**Tujuan A**: Susun ulang baris-baris catatan, dari baris yang memuat "If you could tag the tiled" sampai dengan baris yang memuat "<point>139,133</point>", menjadi daftar bernomor tanpa baris kosong.

**Artikel**:
Berdasarkan PP No 10/2007, gaji pokok hakim antara Rp 1.796.900 sampai dengan Rp 4.525.400. Namun, berdasarkan Perpres No 19/2008, hakim mendapat tunjangan antara Rp 4,2 juta-Rp 31,1 juta.
Sementara itu gaji jaksa berada jauh di bawahnya. Dari hasil assesment satu tahun agenda pembaruan kejaksaan 2006, gaji pokok pegawai kejaksaan terendah Rp 575 ribu (golongan I/a : masa kerja nol tahun), yang tertinggi Rp 2,07 juta (IV/e : masa kerja paling lama 32 tahun).
Adapun tunjangan fungsional jaksa – sesuai Keppres No 158 Tahun 2000 – terendah Rp 600 ribu (III/a) dan tertinggi Rp 2,5 juta (IV/e). Dengan demikian, berdasarkan data tersebut, gaji pegawai kejaksaan terendah Rp 575 ribu, sedangkan gaji plus tunjangan tertinggi Rp 4,57 juta.

**Daftar Catatan**:
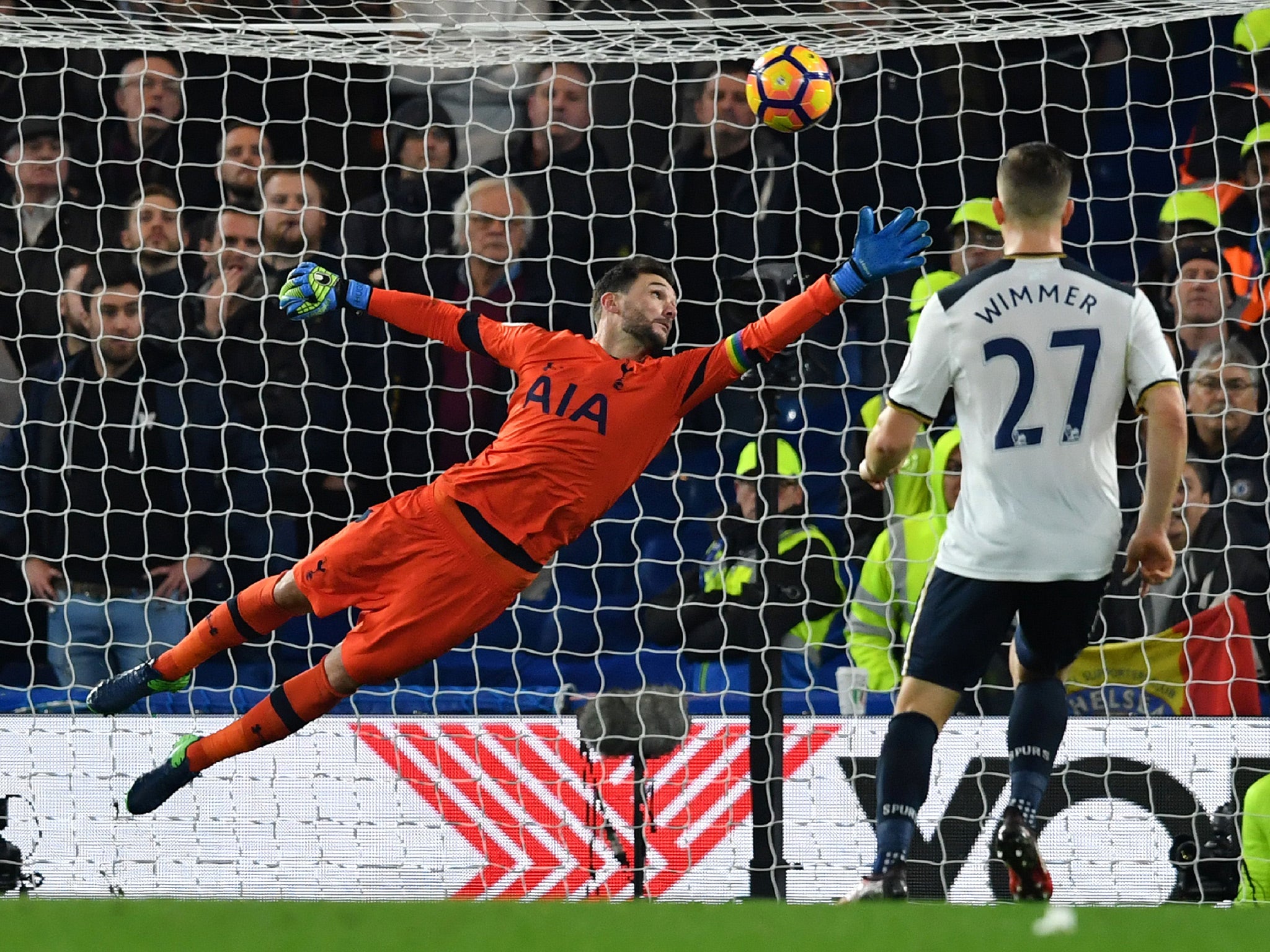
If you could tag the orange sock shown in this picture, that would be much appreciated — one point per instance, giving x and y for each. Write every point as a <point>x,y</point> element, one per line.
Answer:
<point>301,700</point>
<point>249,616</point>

...

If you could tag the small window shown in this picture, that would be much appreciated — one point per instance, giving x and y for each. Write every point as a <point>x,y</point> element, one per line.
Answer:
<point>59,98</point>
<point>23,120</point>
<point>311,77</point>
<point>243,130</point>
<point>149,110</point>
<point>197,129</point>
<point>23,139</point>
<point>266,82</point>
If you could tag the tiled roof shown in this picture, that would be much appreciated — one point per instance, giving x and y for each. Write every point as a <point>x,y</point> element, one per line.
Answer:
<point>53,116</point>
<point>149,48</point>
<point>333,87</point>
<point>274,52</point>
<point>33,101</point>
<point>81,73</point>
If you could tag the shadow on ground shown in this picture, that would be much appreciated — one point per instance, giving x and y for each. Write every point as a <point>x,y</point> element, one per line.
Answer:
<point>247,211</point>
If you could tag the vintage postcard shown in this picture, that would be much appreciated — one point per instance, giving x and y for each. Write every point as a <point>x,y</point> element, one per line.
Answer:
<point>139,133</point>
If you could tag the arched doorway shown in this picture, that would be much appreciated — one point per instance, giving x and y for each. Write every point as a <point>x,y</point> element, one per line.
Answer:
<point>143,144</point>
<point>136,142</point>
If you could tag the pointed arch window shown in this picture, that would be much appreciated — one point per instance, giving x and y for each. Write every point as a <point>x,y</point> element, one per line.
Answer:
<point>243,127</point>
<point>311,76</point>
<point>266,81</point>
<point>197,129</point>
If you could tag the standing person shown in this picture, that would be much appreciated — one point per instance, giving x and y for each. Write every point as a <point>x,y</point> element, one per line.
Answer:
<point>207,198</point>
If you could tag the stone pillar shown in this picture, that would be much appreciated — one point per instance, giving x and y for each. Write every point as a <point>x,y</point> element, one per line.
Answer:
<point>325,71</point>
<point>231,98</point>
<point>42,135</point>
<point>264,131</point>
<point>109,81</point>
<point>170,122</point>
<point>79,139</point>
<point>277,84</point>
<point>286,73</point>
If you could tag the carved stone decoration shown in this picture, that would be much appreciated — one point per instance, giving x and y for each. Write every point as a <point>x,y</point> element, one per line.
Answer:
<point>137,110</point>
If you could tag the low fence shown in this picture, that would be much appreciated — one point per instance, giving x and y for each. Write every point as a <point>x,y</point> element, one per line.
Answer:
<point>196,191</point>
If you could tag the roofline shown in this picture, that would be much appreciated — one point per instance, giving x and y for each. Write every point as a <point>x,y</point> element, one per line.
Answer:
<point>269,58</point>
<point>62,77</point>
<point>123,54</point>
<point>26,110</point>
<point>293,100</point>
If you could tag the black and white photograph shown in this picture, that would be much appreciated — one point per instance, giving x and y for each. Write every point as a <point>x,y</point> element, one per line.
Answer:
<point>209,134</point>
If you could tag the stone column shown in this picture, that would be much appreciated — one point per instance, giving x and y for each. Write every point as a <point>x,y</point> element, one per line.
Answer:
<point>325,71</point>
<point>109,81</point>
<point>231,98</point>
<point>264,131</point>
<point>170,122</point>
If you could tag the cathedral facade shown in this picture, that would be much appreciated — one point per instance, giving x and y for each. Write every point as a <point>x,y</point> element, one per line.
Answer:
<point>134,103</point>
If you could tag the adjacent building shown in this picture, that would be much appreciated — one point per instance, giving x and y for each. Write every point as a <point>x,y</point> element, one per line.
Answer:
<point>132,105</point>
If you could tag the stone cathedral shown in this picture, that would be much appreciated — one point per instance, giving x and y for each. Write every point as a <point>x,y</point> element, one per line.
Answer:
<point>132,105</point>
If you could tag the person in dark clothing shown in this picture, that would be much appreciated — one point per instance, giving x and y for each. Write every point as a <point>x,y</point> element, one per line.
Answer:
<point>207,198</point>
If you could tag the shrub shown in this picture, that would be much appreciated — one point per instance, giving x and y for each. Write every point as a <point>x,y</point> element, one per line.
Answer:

**Tujuan B**:
Tentukan apakah setiap pernyataan berikut sesuai dengan artikel tentang gaji hakim dan jaksa. Jawab ya atau tidak, lalu kutip kata-kata artikel yang menjadi penentunya.
(i) Menurut PP No 10/2007, gaji pokok hakim paling tinggi Rp 4.525.400.
(ii) Tunjangan fungsional jaksa yang terendah, yaitu Rp 600 ribu, diberikan kepada golongan I/a.
(iii) Gaji pokok tertinggi pegawai kejaksaan adalah Rp 2,07 juta.

**Pembahasan Jawaban A**:
1. If you could tag the tiled roof shown in this picture, that would be much appreciated — one point per instance, giving x and y for each. Write every point as a <point>x,y</point> element, one per line.
2. Answer:
3. <point>53,116</point>
4. <point>149,48</point>
5. <point>333,87</point>
6. <point>274,52</point>
7. <point>33,101</point>
8. <point>81,73</point>
9. If you could tag the shadow on ground shown in this picture, that would be much appreciated — one point per instance, giving x and y for each. Write every point as a <point>x,y</point> element, one per line.
10. Answer:
11. <point>247,211</point>
12. If you could tag the vintage postcard shown in this picture, that would be much appreciated — one point per instance, giving x and y for each. Write every point as a <point>x,y</point> element, one per line.
13. Answer:
14. <point>139,133</point>

**Pembahasan Jawaban B**:
(i) Ya: "gaji pokok hakim antara Rp 1.796.900 sampai dengan Rp 4.525.400"
(ii) Tidak: "terendah Rp 600 ribu (III/a)"
(iii) Ya: "yang tertinggi Rp 2,07 juta (IV/e : masa kerja paling lama 32 tahun)"